**Work to be completed**
All of the material must be duplicated exactly, line by line.
*** Opening of Information ***
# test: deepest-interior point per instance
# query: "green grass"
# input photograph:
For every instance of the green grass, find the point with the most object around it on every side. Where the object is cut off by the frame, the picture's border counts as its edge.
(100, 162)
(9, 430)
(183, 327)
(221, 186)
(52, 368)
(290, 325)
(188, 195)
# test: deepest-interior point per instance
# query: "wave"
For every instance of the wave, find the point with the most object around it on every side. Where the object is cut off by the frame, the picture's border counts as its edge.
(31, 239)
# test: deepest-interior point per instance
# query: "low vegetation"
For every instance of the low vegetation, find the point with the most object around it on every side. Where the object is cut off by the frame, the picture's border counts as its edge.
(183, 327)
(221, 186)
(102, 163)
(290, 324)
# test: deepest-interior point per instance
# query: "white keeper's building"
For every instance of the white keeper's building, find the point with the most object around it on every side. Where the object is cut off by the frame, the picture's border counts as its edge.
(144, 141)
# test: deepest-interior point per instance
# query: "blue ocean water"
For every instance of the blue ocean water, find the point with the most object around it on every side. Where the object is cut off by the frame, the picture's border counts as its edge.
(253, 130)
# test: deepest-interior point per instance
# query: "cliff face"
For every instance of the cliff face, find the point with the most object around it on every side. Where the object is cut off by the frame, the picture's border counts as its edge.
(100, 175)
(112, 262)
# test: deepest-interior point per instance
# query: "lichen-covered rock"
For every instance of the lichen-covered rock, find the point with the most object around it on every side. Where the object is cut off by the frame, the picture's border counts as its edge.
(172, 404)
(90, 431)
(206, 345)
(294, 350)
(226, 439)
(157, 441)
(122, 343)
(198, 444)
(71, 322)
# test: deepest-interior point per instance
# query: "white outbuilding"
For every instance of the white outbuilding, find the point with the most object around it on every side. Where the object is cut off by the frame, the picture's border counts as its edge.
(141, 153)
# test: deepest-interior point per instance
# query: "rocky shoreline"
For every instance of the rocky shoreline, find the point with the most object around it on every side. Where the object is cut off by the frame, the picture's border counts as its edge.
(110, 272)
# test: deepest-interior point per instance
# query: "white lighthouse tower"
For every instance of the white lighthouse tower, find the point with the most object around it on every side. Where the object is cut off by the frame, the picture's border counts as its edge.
*** Close of Information ***
**Exercise answer**
# test: deepest-interior point per instance
# query: "green grass"
# input photograph:
For every instance of the green grass, find the point with the most object around it on every side. Where the object is cut off by the frame, the picture's border counts as its edge.
(100, 162)
(9, 430)
(183, 327)
(221, 186)
(52, 368)
(290, 325)
(188, 195)
# test: deepest-interior point per instance
# query: "wave"
For every instance of the wave, find the point with the most object around it on every side. Where the object is cut off by the frame, the picture's border counts as its edge.
(31, 239)
# test: deepest-interior point per instance
# query: "low vegetation"
For every instance of the low vegetation, find the point with the most object around it on every side. Where the object is cut off by the frame, the picture's border counts as its edge.
(183, 327)
(221, 186)
(102, 163)
(290, 324)
# test: deepest-interior point per instance
# query: "white keeper's building"
For every instance of the white keeper's building, find the point with the most object around it on every side. Where the object is cut off by the frame, the picture's border counts as its edge.
(144, 141)
# test: deepest-interior point per instance
# query: "blue ocean water"
For every instance of the blue ocean water, find the point with the most object around it on every side. Where the object is cut off by the frame, the picture's border counts as its edge.
(253, 130)
# test: deepest-interior point per instance
# query: "cliff face"
For every instance of the cliff face, find the point with the most object around it on every side. Where the object is cut off by the frame, the picture's border counts as its edge.
(100, 175)
(112, 262)
# test: deepest-interior point per instance
# query: "lichen-covered rock"
For every instance of the lichen-covered rock, find the point with the most object around it on every side. Where the object is cut off by the frame, the picture's border counts as its edge.
(172, 404)
(90, 431)
(206, 345)
(294, 350)
(226, 439)
(157, 441)
(122, 343)
(198, 444)
(71, 322)
# test: deepest-interior point per instance
# query: "white outbuilding"
For every instance of the white outbuilding, find the point with the most object around it on every side. Where the object is cut off by the frame, the picture's border counts as its edge.
(141, 153)
# test: deepest-interior point per instance
# query: "rocky shoreline"
For every instance of the rocky shoreline, find the point with the most object around it on every side. Where the object is cut off by the frame, the picture's border counts as its edge.
(110, 272)
# test: deepest-interior point per instance
# query: "white lighthouse tower"
For every instance of the white lighthouse tower, find the point with the most object around it on every side. Where the object is cut off by the frame, the picture's border counts as its edge.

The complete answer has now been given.